PROVIDED PASSAGE:
>>>

No. 323. Tuesday, March 11, 1712. Addison.

Modo Vir, modo Foemina. [1]

Virg.

The journal with which I presented my Reader on Tuesday last, has brought me in several Letters, with Accounts of many private Lives cast into that Form. I have the Rakes Journal, the Sots Journal, the Whoremasters Journal, and among several others a very curious Piece, entituled, The Journal of a Mohock. By these Instances I find that the Intention of my last Tuesdays Paper has been mistaken by many of my Readers. I did not design so much to expose Vice as Idleness, and aimed at those Persons who pass away their Time rather in Trifle and Impertinence, than in Crimes and Immoralities. Offences of this latter kind are not to be dallied with, or treated in so ludicrous a manner. In short, my Journal only holds up Folly to the Light, and shews the Disagreeableness of such Actions as are indifferent in themselves, and blameable only as they proceed from Creatures endow'd with Reason.

<<<

Entries drawn from a collection
>>>

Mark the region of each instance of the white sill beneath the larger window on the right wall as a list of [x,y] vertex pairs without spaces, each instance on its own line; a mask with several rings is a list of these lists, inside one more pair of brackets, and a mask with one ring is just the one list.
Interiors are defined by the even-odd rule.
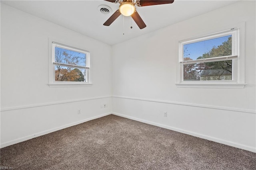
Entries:
[[176,83],[181,88],[244,88],[245,83]]

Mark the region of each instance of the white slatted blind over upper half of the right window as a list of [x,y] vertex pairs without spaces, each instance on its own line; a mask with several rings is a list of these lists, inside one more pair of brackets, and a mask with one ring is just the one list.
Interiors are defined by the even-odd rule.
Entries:
[[182,42],[182,60],[180,63],[198,63],[200,61],[226,60],[237,57],[238,31],[220,33]]

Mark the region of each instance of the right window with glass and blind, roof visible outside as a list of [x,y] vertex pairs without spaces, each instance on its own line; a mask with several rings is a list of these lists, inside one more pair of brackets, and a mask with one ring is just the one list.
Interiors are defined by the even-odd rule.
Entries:
[[238,37],[238,29],[232,28],[180,41],[179,82],[176,85],[238,84]]

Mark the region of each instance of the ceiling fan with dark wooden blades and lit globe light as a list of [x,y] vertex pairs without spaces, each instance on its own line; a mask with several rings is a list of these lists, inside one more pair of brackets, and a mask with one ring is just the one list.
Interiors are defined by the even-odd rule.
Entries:
[[108,18],[108,20],[103,24],[109,26],[116,18],[121,14],[124,16],[131,16],[135,23],[140,29],[146,27],[146,24],[136,11],[136,6],[151,6],[151,5],[160,5],[160,4],[172,4],[174,0],[105,0],[113,3],[120,3],[119,9],[114,12],[114,14]]

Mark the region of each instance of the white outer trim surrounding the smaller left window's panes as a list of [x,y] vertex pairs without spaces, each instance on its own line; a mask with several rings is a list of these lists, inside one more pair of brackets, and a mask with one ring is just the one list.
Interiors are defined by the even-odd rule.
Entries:
[[[53,68],[53,51],[52,51],[52,43],[56,43],[58,45],[64,45],[65,48],[70,47],[70,49],[76,49],[76,50],[81,50],[82,48],[79,48],[78,45],[76,44],[71,44],[71,43],[67,43],[64,40],[60,40],[60,39],[55,39],[55,38],[49,38],[49,83],[48,86],[49,87],[90,87],[92,86],[92,79],[91,79],[91,70],[92,70],[92,66],[90,63],[90,52],[86,51],[86,50],[81,50],[81,51],[86,51],[88,53],[88,55],[86,57],[88,57],[86,59],[86,67],[89,68],[86,71],[86,81],[87,82],[55,82],[54,81],[54,77],[53,77],[53,72],[55,71],[55,69]],[[76,48],[78,47],[78,48]]]

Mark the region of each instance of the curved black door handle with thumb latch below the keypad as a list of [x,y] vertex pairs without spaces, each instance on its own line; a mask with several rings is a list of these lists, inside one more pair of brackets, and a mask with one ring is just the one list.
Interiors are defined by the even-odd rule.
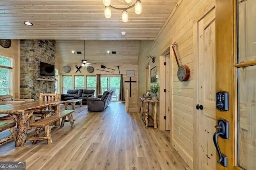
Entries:
[[219,155],[219,160],[217,160],[217,162],[222,166],[227,167],[228,158],[220,151],[220,147],[218,145],[218,137],[220,136],[223,139],[229,139],[229,122],[225,119],[218,119],[218,125],[216,125],[215,128],[218,129],[213,135],[213,143]]

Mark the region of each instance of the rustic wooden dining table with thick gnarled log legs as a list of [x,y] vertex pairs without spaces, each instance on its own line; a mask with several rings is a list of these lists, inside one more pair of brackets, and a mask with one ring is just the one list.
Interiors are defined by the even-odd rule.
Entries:
[[[26,145],[28,123],[33,112],[38,109],[51,109],[54,113],[60,112],[60,104],[63,101],[44,101],[44,102],[23,102],[0,105],[0,114],[8,114],[17,123],[15,147],[22,148]],[[59,126],[60,122],[56,122],[55,126]]]

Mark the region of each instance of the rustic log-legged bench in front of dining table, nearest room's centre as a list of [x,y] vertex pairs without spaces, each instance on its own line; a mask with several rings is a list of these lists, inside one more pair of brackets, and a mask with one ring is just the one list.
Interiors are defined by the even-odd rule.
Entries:
[[[51,136],[51,129],[52,124],[62,118],[61,127],[64,126],[65,119],[68,116],[68,119],[70,120],[71,127],[75,127],[74,119],[72,113],[74,110],[64,110],[61,111],[59,114],[55,114],[49,117],[46,117],[45,119],[38,120],[36,122],[30,123],[30,127],[36,127],[34,137],[29,137],[28,140],[33,141],[33,144],[36,144],[37,141],[47,140],[47,144],[52,143],[52,136]],[[41,127],[44,127],[45,136],[39,137],[40,129]]]

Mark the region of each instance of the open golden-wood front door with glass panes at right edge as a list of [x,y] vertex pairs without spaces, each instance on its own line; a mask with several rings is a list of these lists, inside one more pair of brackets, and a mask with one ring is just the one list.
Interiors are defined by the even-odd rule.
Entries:
[[229,106],[216,110],[218,121],[229,122],[228,130],[216,129],[229,134],[218,137],[217,160],[225,156],[226,164],[216,161],[216,170],[256,169],[255,9],[255,0],[216,0],[216,91],[228,92]]

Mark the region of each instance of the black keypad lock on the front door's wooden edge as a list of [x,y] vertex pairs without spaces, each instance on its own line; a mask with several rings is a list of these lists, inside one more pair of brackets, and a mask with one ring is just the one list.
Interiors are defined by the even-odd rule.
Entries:
[[216,93],[216,107],[221,111],[228,111],[228,92]]

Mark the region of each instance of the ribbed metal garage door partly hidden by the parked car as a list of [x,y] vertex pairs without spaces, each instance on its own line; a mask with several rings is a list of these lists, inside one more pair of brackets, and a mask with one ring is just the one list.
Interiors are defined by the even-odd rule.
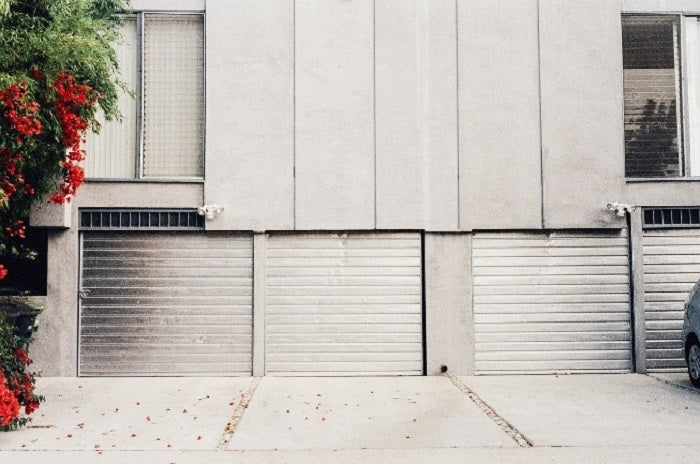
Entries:
[[647,370],[685,370],[683,305],[700,279],[700,229],[646,230],[644,318]]

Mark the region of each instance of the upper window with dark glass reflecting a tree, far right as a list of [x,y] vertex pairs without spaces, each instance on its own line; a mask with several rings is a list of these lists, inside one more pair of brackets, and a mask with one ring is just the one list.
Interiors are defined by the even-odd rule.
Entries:
[[700,22],[625,15],[625,175],[700,176]]

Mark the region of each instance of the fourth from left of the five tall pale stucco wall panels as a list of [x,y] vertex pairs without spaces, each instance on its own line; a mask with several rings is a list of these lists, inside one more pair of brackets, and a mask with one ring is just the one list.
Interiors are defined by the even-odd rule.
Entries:
[[462,227],[538,229],[537,1],[460,2],[458,46]]

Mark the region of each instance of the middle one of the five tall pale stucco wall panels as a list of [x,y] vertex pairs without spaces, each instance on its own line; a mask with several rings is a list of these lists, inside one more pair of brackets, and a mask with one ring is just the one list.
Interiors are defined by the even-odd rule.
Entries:
[[376,2],[377,227],[455,230],[454,0]]

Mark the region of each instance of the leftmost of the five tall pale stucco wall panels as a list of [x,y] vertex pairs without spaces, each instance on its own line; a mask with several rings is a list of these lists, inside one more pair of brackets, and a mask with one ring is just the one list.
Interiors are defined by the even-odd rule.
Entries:
[[209,229],[294,227],[294,10],[209,0],[205,198]]

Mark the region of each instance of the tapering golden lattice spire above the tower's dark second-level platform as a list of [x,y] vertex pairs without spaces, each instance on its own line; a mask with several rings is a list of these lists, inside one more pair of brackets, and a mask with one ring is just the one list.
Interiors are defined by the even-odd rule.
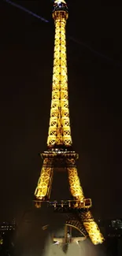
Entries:
[[[62,6],[63,5],[63,6]],[[68,109],[68,76],[66,58],[65,25],[68,18],[67,6],[55,3],[53,17],[55,20],[54,69],[52,100],[50,110],[50,127],[47,145],[72,145]]]

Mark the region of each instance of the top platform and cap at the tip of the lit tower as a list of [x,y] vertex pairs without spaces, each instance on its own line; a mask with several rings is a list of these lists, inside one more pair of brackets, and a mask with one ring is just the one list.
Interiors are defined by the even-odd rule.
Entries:
[[68,19],[68,6],[65,0],[55,0],[54,1],[54,9],[53,9],[53,17],[54,20],[57,20],[59,17],[59,13],[62,13],[62,17]]

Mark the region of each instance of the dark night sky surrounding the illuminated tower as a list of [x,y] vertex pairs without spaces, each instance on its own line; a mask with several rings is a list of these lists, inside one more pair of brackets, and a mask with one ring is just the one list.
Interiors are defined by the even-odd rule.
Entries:
[[[52,3],[16,2],[50,23],[0,3],[0,220],[19,216],[33,198],[50,117]],[[67,39],[70,118],[79,176],[96,217],[122,217],[122,7],[112,2],[104,6],[100,0],[68,3],[67,33],[79,41]]]

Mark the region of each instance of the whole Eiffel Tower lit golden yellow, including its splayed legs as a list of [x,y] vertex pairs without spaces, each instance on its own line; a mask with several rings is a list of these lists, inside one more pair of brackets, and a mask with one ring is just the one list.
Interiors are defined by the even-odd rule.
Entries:
[[[66,224],[75,227],[84,236],[89,236],[95,245],[104,238],[91,213],[91,198],[85,198],[76,169],[78,154],[72,149],[72,136],[68,109],[68,76],[66,59],[65,25],[68,19],[68,6],[65,0],[55,0],[53,9],[55,24],[54,70],[50,125],[47,138],[47,150],[41,154],[43,167],[35,189],[35,206],[43,201],[54,207],[54,211],[67,213]],[[71,198],[69,200],[50,201],[54,172],[68,173]]]

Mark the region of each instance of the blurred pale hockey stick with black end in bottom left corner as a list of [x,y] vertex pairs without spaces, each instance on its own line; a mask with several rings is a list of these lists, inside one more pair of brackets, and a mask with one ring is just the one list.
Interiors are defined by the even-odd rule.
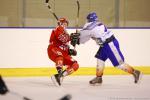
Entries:
[[25,97],[25,96],[22,96],[21,94],[19,93],[16,93],[16,92],[13,92],[13,91],[10,91],[8,90],[7,86],[6,86],[6,83],[4,82],[4,80],[2,79],[2,76],[0,75],[0,94],[1,95],[5,95],[7,93],[10,93],[12,95],[15,95],[17,97],[20,97],[22,98],[23,100],[32,100],[28,97]]

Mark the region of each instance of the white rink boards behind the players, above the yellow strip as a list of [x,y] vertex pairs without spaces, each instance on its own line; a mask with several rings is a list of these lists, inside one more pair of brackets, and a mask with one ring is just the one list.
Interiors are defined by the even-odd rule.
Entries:
[[[126,62],[133,66],[150,66],[150,29],[111,29],[120,41]],[[75,32],[75,29],[68,29]],[[0,68],[52,67],[47,46],[51,29],[0,28]],[[74,57],[80,67],[94,67],[98,46],[93,40],[77,46]],[[112,66],[109,60],[106,66]]]

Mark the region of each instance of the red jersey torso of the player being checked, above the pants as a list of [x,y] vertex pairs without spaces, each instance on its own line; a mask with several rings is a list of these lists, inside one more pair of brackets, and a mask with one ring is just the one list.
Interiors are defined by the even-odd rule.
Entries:
[[51,47],[58,47],[61,50],[68,53],[70,37],[69,34],[62,26],[58,26],[54,29],[50,36],[50,46]]

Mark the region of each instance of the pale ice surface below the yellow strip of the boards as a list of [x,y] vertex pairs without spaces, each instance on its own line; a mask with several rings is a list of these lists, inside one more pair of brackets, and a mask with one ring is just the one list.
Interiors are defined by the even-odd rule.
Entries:
[[[32,100],[60,100],[67,94],[70,100],[150,100],[150,75],[143,75],[134,84],[131,75],[104,75],[103,84],[91,86],[94,76],[67,76],[56,87],[49,77],[4,77],[10,91]],[[0,95],[0,100],[22,100],[12,93]]]

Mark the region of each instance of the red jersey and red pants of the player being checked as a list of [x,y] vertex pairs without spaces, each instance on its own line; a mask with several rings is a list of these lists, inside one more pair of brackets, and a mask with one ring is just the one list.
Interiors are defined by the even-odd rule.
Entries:
[[76,60],[69,55],[70,36],[62,26],[58,26],[51,33],[47,53],[49,58],[56,63],[56,58],[63,57],[63,64],[72,66]]

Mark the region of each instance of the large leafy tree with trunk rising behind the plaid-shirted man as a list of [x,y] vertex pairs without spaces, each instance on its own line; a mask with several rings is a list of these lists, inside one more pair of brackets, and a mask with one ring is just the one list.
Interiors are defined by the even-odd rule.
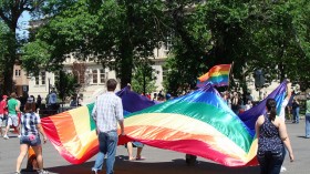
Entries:
[[123,88],[131,83],[135,60],[152,57],[157,47],[161,4],[138,0],[76,1],[38,31],[35,38],[52,48],[50,64],[41,64],[56,69],[68,53],[79,60],[94,55],[97,63],[116,70]]

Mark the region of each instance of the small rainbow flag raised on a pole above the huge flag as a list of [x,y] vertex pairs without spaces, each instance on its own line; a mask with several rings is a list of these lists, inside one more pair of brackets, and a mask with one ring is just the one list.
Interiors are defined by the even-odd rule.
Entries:
[[209,72],[198,78],[197,86],[202,88],[207,83],[217,86],[228,85],[230,69],[231,64],[218,64],[213,66]]

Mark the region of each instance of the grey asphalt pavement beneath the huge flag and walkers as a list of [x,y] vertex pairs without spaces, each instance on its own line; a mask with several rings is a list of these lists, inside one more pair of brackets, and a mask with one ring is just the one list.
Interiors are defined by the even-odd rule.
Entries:
[[[304,120],[301,120],[299,124],[287,123],[287,126],[296,161],[290,163],[289,157],[286,157],[285,166],[287,167],[287,172],[285,174],[309,174],[310,140],[304,139]],[[0,174],[14,172],[18,154],[18,137],[12,135],[10,140],[0,139]],[[72,165],[63,160],[50,143],[43,146],[43,154],[45,170],[55,174],[91,174],[90,168],[94,164],[93,157],[84,164]],[[143,156],[146,157],[145,161],[130,162],[126,155],[126,149],[118,146],[115,174],[259,174],[259,167],[257,166],[231,168],[215,164],[202,157],[198,157],[199,164],[187,166],[185,164],[185,154],[151,146],[145,146],[143,151]],[[23,162],[23,167],[25,167],[25,163],[27,160]]]

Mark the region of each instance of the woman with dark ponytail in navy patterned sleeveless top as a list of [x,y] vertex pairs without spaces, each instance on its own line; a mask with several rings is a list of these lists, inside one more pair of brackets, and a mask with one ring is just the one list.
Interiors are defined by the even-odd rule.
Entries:
[[257,160],[260,164],[260,174],[279,174],[287,147],[290,161],[293,153],[287,133],[286,124],[277,116],[277,102],[268,99],[266,102],[267,113],[260,115],[256,122],[256,134],[258,139]]

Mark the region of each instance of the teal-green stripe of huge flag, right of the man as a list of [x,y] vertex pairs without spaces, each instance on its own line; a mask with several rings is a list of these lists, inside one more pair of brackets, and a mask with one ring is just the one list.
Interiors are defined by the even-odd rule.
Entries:
[[140,112],[135,112],[127,115],[126,117],[144,113],[177,113],[199,120],[214,126],[216,130],[225,134],[228,139],[239,145],[245,152],[249,151],[252,142],[252,137],[239,119],[234,117],[229,114],[229,112],[225,112],[224,110],[207,103],[169,101],[147,108]]

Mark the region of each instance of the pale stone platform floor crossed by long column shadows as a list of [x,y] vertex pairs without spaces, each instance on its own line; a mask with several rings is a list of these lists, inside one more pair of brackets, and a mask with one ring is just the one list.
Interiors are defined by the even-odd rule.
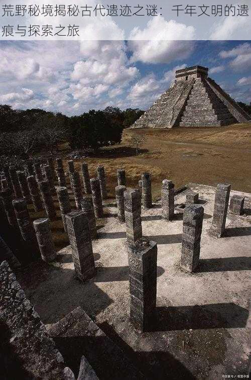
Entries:
[[[182,211],[191,190],[199,193],[205,210],[200,264],[194,274],[180,269]],[[76,279],[68,246],[50,265],[36,262],[20,269],[18,281],[48,328],[80,306],[145,378],[247,374],[251,194],[231,191],[230,197],[245,196],[248,210],[241,216],[228,213],[222,238],[208,234],[214,194],[214,187],[189,184],[175,197],[173,221],[161,218],[160,202],[142,210],[143,235],[158,243],[157,313],[151,332],[140,333],[129,320],[126,228],[117,221],[114,201],[106,201],[103,227],[92,242],[97,268],[92,280]],[[57,348],[61,351],[60,340]],[[76,354],[74,350],[78,353],[77,339],[68,354]]]

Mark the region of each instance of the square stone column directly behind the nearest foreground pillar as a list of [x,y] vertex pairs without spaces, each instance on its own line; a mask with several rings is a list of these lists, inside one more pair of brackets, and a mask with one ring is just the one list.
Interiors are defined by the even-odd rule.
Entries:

<<<

PROBLEM TO WORK ON: Reproduce verbatim the stretch of the essay on journals from "The journal with" through "endow'd with Reason.". This material has no connection to the text.

RESPONSE:
The journal with which I presented my Reader on Tuesday last, has brought me in several Letters, with Accounts of many private Lives cast into that Form. I have the Rakes Journal, the Sots Journal, the Whoremasters Journal, and among several others a very curious Piece, entituled, The Journal of a Mohock. By these Instances I find that the Intention of my last Tuesdays Paper has been mistaken by many of my Readers. I did not design so much to expose Vice as Idleness, and aimed at those Persons who pass away their Time rather in Trifle and Impertinence, than in Crimes and Immoralities. Offences of this latter kind are not to be dallied with, or treated in so ludicrous a manner. In short, my Journal only holds up Folly to the Light, and shews the Disagreeableness of such Actions as are indifferent in themselves, and blameable only as they proceed from Creatures endow'd with Reason.